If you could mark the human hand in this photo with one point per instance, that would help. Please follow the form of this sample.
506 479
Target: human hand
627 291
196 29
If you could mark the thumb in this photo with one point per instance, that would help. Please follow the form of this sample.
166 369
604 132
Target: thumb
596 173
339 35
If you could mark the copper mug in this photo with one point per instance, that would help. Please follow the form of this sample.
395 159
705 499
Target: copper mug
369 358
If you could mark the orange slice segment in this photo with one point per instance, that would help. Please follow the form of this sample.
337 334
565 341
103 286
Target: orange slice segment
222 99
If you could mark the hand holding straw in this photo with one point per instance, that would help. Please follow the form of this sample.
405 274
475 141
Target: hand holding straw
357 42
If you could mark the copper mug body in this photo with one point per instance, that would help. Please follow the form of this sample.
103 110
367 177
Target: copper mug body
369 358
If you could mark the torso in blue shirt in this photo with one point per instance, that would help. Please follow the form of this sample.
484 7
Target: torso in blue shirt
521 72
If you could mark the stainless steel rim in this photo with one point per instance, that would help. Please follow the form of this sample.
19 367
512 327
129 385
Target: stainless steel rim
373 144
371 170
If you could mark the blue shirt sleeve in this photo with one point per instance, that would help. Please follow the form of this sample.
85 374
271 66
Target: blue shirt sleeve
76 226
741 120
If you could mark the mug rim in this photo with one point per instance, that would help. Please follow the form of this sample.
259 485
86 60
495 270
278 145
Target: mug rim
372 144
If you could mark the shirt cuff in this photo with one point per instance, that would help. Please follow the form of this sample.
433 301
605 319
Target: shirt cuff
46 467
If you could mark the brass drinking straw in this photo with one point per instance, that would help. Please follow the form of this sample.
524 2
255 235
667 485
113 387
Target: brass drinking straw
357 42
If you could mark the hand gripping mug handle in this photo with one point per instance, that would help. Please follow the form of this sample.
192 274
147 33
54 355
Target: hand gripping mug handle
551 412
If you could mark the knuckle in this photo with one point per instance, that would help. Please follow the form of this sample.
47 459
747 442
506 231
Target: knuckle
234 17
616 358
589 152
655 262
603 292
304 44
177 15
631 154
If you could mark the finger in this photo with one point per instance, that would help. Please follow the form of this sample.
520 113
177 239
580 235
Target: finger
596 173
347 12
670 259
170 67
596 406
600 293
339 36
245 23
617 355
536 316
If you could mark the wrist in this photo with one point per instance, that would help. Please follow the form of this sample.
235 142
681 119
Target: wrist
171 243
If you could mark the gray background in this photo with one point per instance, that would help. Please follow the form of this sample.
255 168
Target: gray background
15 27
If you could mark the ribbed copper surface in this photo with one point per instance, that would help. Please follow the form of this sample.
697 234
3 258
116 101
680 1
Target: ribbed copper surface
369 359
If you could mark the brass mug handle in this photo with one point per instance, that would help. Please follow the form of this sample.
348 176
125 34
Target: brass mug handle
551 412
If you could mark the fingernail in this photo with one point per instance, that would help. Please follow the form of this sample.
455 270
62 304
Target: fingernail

WHAT THIS TASK INVOLVES:
Restate every entry word for word.

ANSWER:
If you could mark the human hand in this photo with one point per instance, that would help. Please follow the form of this sample.
506 479
Target: human hand
627 291
196 29
If you could mark the thumb in this photo with one point per instance, that would help. Please follow the form of this sample.
166 369
604 132
Target: thumb
596 173
339 35
If you could mark the copper mug in this photo with one point per instance, that would help. Please follow the form of this sample.
395 159
705 499
Target: copper mug
369 358
If you could mark the orange slice segment in this photo with one point per instance, that would help. Please follow the form of this sample.
337 334
565 341
103 286
Target: orange slice segment
222 99
If you could mark the hand holding straw in this photo with one point per instance, that would help. Please follow the form of this sample.
405 274
475 141
Target: hand holding straw
357 42
If you could mark the copper mug body in this photo with one point per instance, that would help. Please follow the form of this sample.
103 110
367 177
Target: copper mug body
369 358
If you could mark the torso in blue shirt in this photo with one point per instance, that would help. Please follow the form of this sample.
484 7
Target: torso in blue shirt
521 72
If you could mark the stainless steel rim in this photo with one point per instance, that would help. Please follow the form of this sample.
19 367
512 327
129 385
Target: stainless steel rim
373 144
371 170
If you could mark the blue shirt sleeve in this photo with one point per instance, that would help. Please follow the form of this sample.
85 374
271 66
Target: blue shirt sleeve
76 226
741 120
If you could mark the mug rim in this photo with one point per instance, that would help. Please follow the form of this sample.
259 485
86 60
495 270
278 145
Target: mug rim
372 144
If you could mark the shirt cuff in this photo with one point per instance, that would help. Please follow the form of this sample.
433 301
605 319
Target: shirt cuff
46 467
If you could mark the brass drinking straw in this photo with one point per instance, that would help. Please follow the form of this sample.
524 2
255 235
667 485
113 387
Target: brass drinking straw
357 42
If you could mark the hand gripping mug handle in this photo with one point per instance, that would help. Please follow the form of this sample.
192 274
147 33
54 355
Target: hand gripping mug handle
551 412
If you could mark the knuckle in this photo with one point per instance, that would help. Please follow the form of this sample.
47 459
747 442
506 231
Target: knuckle
234 17
616 358
589 152
655 262
603 292
304 44
177 15
631 154
If you could mark the finger in this photo with one point per instance, that would help. Please follow the form of this sample.
520 113
177 239
580 235
Target: finger
596 173
347 12
670 259
170 67
596 406
600 293
339 36
245 23
617 355
536 316
If you could mark the wrist in this photo with one point per instance, that would help. Please follow the form of this sample.
235 142
681 119
Target: wrist
171 243
If you could mark the gray background in this photo with one point per instance, that would help. Please follow the form of this sample.
255 168
Target: gray background
15 27
If you could mark the ribbed copper surface in this photo with one point per instance, that would help. Please follow the form of this sample.
697 234
3 258
116 101
680 1
Target: ribbed copper surface
369 359
If you could mark the brass mug handle in this photo with one point per instance, that would help. Please follow the form of this sample.
348 176
125 34
Target: brass mug handle
551 412
If you could mark the fingernail in this photo with one point per instance, that would help. Please follow the form of this sample.
455 270
62 304
Target: fingernail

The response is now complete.